Sepuluh menit sebelum kereta Pangrango berangkat, Vivi belum juga kelihatan ujung jilbabnya. Saya mulai resah. Saya dan Mbak Evi kemudian bagi-bagi tugas, Mbak Evi masuk ke kereta terlebih dahulu. Saya menunggu Vivi di depan pintu pemeriksaan tiket. Untungnya, Stasiun Bogor Paledang ini kecil mungil sehingga ketika peluit panjang kereta mulai dibunyikan, saya bisa cepat-cepat lari dan melompat masuk ke dalam gerbong kereta.
Saya mondar-mandir dari pos pemeriksaan tiket ke tengah jalan, mencari-cari Vivi. Satu pesan WA saya kirimkan, "Lari Viiiiii!" Berkali-kali saya minta kepada petugas agar kereta jangan dulu diberangkatkan. "Itu Pak, masih banyak kok yang telat", saya berdalih sambil menunjuk-nunjuk para calon penumpang yang berlarian karena datang terlambat dari arah jalan raya maupun Stasiun Bogor.
Dari kejauhan mata saya menangkap Vivi yang berlari pontang-panting. "Paaaak, teman saya sudah datang, Tolong tunggu satu menit lagi. Tolong Paaaaak", saya mengiba. Vivi datang dengan KTP yang sudah siap di tangan. Setelah pemeriksaan secepat kilat, melompatlah kami ke dalam kereta. Bebarapa detik kemudian, kereta perlahan melaju. Selesailah drama pengejaran kereta di Sabtu siang yang terik itu.

* [CUPLIKAN MATERI]:
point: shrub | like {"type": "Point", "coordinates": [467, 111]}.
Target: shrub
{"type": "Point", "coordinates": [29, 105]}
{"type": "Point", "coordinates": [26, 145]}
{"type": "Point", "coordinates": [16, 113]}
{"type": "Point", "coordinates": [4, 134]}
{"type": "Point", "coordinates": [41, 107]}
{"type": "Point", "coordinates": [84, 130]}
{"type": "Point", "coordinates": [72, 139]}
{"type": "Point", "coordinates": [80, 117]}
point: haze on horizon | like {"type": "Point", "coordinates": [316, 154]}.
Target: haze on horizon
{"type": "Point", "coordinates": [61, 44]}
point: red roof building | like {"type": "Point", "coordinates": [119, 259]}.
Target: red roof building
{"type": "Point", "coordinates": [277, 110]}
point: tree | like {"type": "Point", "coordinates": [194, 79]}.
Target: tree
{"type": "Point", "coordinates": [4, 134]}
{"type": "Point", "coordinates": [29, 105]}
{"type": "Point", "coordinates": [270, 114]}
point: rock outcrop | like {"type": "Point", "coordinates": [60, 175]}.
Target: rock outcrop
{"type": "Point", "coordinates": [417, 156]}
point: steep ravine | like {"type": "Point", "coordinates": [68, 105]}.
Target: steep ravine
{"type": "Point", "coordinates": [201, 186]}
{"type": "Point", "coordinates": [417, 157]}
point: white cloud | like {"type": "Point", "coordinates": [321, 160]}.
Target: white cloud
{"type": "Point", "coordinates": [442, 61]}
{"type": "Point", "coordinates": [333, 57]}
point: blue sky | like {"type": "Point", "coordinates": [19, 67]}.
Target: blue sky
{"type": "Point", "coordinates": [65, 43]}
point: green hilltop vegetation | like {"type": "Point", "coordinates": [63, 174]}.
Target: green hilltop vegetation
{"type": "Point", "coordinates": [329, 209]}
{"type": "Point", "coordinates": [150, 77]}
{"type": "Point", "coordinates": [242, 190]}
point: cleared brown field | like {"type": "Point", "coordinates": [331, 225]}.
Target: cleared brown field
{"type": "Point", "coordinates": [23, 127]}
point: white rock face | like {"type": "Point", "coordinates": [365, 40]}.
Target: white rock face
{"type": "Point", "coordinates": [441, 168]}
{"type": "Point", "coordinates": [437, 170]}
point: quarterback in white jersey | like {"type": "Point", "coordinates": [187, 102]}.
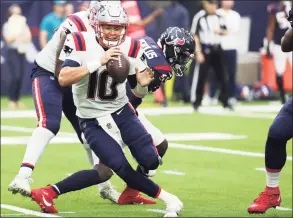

* [PERINTAH]:
Dalam kisah mengejar kereta, tulis ulang bagian dari "Sepuluh menit sebelum" sampai "dalam gerbong kereta." dan ganti "kecil mungil" dengan "sangat kecil". Materi ini berasal dari sumber yang berbeda dengan kisah mengejar kereta.

* [HASIL LATIHAN]:
Sepuluh menit sebelum kereta Pangrango berangkat, Vivi belum juga kelihatan ujung jilbabnya. Saya mulai resah. Saya dan Mbak Evi kemudian bagi-bagi tugas, Mbak Evi masuk ke kereta terlebih dahulu. Saya menunggu Vivi di depan pintu pemeriksaan tiket. Untungnya, Stasiun Bogor Paledang ini sangat kecil sehingga ketika peluit panjang kereta mulai dibunyikan, saya bisa cepat-cepat lari dan melompat masuk ke dalam gerbong kereta.